» Excerpted text
Sophakama expands Child Care Support Programme

Sophakama partners with TDH and NACOSA in the provision of support to orphans and vulnerable children in Joe Slovo Township.  The current Children's Support Programme (2011 – 2013) has recently been expanded to also provide a material allowance to each enrolled child as well as nutritional support and pyscho-social support.

With the support of donor funders TDH and NACOSA the following activities are carried out by Sophakama for enrolled OVC’s:

  • Provide social support to OVCs through caregivers , including counselling, referrals, homework etc;
  • Provide nutritional support to OVC through after-school feeding schemes, food parcels or allowances for food gardens;
  • Procure & distribute comprehensive package of material support to qualifying OVCs through Sophakama CBOs;
  • Provide Life skills programmes involving:

-          Monthly workshops for children on their rights;

-          Half-yearly workshops on nutrition and gardening Holiday life-skills camps (Volunteer facilitators, transport, refreshments, training materials, accommodation, meals);

-          Sports and recreational activities

  • Health programmes involving weekly children’s sessions on basic health and HIV/Aids & referral of children and parents for professional medical examination and treatment Support groups programmes.

» Stored dataset items

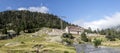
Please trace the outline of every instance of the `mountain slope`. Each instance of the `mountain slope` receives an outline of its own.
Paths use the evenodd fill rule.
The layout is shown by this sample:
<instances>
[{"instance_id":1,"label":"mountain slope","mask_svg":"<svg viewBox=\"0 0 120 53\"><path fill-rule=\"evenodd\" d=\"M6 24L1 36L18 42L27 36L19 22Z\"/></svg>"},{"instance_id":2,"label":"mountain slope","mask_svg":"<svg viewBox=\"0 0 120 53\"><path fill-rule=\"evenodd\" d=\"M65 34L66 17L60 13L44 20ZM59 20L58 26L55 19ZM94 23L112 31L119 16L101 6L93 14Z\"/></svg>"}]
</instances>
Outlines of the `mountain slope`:
<instances>
[{"instance_id":1,"label":"mountain slope","mask_svg":"<svg viewBox=\"0 0 120 53\"><path fill-rule=\"evenodd\" d=\"M52 14L30 11L4 11L0 12L0 29L29 30L34 28L49 27L60 29L61 19ZM62 20L63 28L70 23Z\"/></svg>"}]
</instances>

» Actions to take
a: For the Sophakama text, say whether each statement agrees with it, answering yes or no and quoting the deciding words: (i) The Children's Support Programme covers 2011 to 2013. (ii) The workshops for children on their rights take place every week. (iii) Sophakama supports children in Joe Slovo Township.
b: Copy everything in the Sophakama text from "Sophakama expands Child" down to "and pyscho-social support.", swapping "expanded" for "extended".

» Written answers
a:
(i) Yes: "The current Children's Support Programme (2011 – 2013)"
(ii) No: "Monthly workshops for children on their rights"
(iii) Yes: "support to orphans and vulnerable children in Joe Slovo Township"

b:
Sophakama expands Child Care Support Programme

Sophakama partners with TDH and NACOSA in the provision of support to orphans and vulnerable children in Joe Slovo Township.  The current Children's Support Programme (2011 – 2013) has recently been extended to also provide a material allowance to each enrolled child as well as nutritional support and pyscho-social support.